— Kutipan dokumen —

--*--

Berikutnya Fenomena Infodemi juga
tak kalah memilukan. Saat banyak pihak masih terus berusaha membangun optimisme
dan narasi baik, urun tangan mengatasi dampak ekosob pandemi, mengurai biang perkara
lewat riset virologi, pontang-panting mengurus pasien dan jenazah di bangsal
isolasi, sampai gencar mensukseskan program vaksinasi. Seiring itu pula, kesimpangsiuran
berita mengalir deras tiada henti, melewati segala celah jejaring komunikasi.
Baik dari perusahaan media ternama, yang abal-abal, sampai sebaran kabar sporadik
di gawai dalam genggaman tangan sendiri.

--*--

— Catatan dari sebuah set data —
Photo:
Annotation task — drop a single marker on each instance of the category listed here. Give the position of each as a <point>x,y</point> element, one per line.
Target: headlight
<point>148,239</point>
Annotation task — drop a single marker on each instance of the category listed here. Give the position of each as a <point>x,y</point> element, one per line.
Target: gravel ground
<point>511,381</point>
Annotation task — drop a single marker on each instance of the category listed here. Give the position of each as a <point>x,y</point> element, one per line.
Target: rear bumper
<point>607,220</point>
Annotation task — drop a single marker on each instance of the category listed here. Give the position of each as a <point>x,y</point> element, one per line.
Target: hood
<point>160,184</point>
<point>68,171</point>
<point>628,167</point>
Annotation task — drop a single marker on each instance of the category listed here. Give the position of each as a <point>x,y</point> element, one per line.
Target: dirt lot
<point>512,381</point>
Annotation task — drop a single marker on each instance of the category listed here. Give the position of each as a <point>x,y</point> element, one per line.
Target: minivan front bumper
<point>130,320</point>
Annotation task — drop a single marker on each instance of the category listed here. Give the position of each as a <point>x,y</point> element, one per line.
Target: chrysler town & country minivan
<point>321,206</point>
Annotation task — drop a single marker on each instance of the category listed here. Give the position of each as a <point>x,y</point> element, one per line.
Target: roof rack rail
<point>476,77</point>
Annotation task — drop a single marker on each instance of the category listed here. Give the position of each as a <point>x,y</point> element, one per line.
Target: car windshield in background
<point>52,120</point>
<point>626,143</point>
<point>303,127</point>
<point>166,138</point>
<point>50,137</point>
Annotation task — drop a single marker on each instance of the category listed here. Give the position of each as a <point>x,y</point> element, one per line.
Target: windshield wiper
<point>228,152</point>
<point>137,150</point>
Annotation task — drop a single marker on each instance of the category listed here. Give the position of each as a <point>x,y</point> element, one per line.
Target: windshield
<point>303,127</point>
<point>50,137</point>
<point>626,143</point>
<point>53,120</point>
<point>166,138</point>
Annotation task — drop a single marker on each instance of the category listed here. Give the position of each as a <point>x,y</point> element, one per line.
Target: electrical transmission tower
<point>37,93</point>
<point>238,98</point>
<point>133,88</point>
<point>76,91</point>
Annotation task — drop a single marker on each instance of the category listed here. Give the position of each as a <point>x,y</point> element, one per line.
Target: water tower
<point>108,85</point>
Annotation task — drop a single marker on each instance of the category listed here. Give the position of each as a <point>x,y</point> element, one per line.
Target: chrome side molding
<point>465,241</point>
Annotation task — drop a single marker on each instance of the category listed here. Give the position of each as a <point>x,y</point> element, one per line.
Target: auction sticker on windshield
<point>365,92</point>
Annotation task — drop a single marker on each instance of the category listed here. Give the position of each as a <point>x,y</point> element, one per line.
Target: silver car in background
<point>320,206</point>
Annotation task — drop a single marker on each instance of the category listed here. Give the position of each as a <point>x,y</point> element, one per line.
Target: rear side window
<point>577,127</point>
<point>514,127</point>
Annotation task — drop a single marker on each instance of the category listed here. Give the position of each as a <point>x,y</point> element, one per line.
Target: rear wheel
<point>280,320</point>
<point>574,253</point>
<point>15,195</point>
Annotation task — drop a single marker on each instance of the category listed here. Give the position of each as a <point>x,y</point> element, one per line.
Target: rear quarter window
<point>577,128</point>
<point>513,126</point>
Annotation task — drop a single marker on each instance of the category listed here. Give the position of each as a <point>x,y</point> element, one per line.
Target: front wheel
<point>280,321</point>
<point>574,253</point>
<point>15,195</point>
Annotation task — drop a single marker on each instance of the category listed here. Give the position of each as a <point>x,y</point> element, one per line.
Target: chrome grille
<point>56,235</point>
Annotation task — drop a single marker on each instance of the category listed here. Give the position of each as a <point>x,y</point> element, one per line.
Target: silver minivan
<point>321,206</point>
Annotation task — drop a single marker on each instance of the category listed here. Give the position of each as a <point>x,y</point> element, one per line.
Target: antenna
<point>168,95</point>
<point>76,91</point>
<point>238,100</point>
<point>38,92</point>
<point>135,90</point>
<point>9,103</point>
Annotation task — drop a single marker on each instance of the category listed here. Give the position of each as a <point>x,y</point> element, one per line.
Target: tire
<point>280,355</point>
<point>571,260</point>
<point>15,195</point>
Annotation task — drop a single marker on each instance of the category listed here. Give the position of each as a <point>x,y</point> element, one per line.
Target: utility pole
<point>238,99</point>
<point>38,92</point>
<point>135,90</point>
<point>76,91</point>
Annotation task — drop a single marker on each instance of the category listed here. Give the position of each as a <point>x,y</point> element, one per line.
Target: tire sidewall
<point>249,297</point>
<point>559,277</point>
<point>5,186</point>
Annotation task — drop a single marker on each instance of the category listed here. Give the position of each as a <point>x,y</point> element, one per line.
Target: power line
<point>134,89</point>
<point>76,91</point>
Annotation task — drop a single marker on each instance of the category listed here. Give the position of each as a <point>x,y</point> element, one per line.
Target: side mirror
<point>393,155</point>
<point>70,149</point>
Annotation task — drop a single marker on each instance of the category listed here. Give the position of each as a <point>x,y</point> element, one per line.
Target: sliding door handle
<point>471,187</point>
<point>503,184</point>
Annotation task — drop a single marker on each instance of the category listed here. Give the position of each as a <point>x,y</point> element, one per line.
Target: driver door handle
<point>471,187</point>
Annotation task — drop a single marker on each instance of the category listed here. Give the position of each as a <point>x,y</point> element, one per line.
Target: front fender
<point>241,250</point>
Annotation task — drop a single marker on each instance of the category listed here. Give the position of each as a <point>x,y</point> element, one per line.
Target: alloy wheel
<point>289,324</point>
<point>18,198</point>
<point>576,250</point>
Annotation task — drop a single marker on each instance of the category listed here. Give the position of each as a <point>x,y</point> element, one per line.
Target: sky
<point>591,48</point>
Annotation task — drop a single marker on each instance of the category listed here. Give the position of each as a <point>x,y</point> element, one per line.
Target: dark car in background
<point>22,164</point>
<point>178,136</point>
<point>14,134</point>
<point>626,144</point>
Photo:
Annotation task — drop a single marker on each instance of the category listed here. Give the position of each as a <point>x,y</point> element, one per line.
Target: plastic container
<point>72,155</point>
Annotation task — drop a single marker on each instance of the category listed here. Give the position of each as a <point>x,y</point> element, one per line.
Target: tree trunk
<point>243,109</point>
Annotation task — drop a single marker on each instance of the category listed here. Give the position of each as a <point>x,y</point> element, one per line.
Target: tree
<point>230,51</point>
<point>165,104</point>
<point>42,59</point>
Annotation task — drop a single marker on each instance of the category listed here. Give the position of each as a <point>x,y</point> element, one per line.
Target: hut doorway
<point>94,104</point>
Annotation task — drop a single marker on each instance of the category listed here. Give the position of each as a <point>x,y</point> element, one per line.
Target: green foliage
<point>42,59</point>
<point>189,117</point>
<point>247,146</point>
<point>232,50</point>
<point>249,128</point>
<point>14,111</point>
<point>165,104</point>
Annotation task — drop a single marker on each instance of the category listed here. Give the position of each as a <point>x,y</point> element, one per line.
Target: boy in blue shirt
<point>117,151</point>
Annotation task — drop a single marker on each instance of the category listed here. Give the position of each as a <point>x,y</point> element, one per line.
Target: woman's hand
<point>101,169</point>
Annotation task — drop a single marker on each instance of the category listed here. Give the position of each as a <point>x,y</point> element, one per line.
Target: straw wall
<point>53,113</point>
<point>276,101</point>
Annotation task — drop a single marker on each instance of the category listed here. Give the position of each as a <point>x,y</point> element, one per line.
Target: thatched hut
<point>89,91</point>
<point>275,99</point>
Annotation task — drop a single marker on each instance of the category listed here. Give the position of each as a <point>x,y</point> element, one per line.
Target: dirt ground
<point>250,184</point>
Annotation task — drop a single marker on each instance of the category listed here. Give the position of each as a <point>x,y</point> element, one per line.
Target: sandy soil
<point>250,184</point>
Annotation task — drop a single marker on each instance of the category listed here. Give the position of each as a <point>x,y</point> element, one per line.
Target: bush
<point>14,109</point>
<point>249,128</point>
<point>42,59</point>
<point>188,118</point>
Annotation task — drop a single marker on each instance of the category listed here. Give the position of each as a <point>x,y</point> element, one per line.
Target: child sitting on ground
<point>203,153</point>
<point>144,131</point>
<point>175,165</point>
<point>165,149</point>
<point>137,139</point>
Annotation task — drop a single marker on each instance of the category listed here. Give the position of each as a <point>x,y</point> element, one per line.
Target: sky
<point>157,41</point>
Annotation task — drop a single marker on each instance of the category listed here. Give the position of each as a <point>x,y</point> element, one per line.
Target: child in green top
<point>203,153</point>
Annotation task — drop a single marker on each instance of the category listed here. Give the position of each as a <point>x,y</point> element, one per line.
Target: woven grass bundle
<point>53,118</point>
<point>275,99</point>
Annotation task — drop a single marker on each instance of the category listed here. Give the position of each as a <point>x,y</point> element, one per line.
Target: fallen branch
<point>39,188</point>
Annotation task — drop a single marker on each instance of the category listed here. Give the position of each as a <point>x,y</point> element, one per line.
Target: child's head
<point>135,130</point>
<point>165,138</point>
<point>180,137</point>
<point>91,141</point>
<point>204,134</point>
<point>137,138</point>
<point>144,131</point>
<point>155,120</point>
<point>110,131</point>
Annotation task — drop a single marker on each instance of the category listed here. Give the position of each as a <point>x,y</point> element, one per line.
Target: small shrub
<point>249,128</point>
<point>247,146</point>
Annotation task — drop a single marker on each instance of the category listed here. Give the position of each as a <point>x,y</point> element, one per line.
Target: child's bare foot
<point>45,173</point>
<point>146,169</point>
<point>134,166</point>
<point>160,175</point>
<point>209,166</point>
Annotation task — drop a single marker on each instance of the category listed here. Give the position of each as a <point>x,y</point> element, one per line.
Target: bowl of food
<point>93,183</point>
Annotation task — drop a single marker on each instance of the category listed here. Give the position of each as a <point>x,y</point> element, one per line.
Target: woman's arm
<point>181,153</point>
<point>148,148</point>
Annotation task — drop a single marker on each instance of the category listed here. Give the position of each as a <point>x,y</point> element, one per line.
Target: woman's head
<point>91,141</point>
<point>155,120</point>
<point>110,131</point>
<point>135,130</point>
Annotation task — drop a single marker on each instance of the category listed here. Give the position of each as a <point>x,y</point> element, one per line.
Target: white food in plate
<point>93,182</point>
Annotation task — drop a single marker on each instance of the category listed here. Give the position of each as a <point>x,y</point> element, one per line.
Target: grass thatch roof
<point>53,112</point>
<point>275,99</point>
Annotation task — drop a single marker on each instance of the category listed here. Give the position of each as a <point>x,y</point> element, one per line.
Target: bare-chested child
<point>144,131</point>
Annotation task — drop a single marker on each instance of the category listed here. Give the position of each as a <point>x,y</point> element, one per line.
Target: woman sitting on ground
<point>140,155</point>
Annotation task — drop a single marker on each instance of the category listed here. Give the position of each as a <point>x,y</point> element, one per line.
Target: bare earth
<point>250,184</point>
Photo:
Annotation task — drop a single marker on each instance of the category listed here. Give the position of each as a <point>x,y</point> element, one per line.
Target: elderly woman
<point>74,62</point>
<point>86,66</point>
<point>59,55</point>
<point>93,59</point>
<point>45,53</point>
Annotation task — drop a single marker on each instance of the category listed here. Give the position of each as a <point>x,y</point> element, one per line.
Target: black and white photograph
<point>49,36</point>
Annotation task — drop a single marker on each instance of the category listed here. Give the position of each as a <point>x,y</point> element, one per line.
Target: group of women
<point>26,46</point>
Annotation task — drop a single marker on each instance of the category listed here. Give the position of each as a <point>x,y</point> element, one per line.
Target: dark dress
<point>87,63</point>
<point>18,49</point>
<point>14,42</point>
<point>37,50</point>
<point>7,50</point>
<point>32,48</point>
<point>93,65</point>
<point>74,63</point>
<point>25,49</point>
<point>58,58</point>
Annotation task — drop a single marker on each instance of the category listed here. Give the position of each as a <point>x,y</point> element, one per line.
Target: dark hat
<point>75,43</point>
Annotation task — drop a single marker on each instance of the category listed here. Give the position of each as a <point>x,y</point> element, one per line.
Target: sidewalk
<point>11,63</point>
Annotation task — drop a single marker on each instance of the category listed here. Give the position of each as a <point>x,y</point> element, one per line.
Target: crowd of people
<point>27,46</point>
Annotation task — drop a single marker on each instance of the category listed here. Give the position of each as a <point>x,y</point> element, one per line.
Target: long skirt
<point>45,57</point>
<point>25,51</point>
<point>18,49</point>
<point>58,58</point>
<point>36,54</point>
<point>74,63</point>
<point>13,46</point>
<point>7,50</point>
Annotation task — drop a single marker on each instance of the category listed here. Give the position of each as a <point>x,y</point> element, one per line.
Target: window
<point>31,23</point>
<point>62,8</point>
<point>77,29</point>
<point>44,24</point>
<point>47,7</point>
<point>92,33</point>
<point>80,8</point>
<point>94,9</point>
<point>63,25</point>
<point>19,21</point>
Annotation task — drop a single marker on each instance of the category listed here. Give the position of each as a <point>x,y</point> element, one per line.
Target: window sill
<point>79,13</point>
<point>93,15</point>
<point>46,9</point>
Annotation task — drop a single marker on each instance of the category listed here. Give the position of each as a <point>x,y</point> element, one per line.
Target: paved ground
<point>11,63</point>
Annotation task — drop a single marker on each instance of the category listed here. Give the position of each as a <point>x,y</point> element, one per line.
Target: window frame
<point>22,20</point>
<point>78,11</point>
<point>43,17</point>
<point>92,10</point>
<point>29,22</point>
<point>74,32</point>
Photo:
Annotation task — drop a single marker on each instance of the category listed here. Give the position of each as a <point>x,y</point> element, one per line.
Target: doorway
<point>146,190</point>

--*--

— Kerjakan berikut ini —
- A) Tuliskan kembali secara persis bagian kutipan tentang fenomena infodemi antara "Berikutnya Fenomena Infodemi" dan "celah jejaring komunikasi.", termasuk kedua bagian tersebut.
- B) Lanjutkan kutipan tentang fenomena infodemi mulai dari kalimat terakhirnya.

— Jawaban secara berurutan —
- A)
Berikutnya Fenomena Infodemi juga
tak kalah memilukan. Saat banyak pihak masih terus berusaha membangun optimisme
dan narasi baik, urun tangan mengatasi dampak ekosob pandemi, mengurai biang perkara
lewat riset virologi, pontang-panting mengurus pasien dan jenazah di bangsal
isolasi, sampai gencar mensukseskan program vaksinasi. Seiring itu pula, kesimpangsiuran
berita mengalir deras tiada henti, melewati segala celah jejaring komunikasi.

- B)
Viral! Awas! Bahaya! Seruan demi
seruan didengungkan, entah benar tidaknya, entahlah! Seolah tak ada lagi kabar pasti,
semua informasi samar berkabut, yang benar terasa bohong, yang salah dianggap
jujur. Barangkali inilah akibatnya jika wabah terbit di era yang disebut post-truth oleh para ahli pikir. Nalar
manusia tak lagi diberi waktu yang cukup untuk memilah, memilih, mencerna, dan
menguji informasi yang masuk. Sialnya, setiap upaya tabayyun atau verifikasi juga seakan menemui jalan buntu karena kepalang
terjadi bias massal common sense.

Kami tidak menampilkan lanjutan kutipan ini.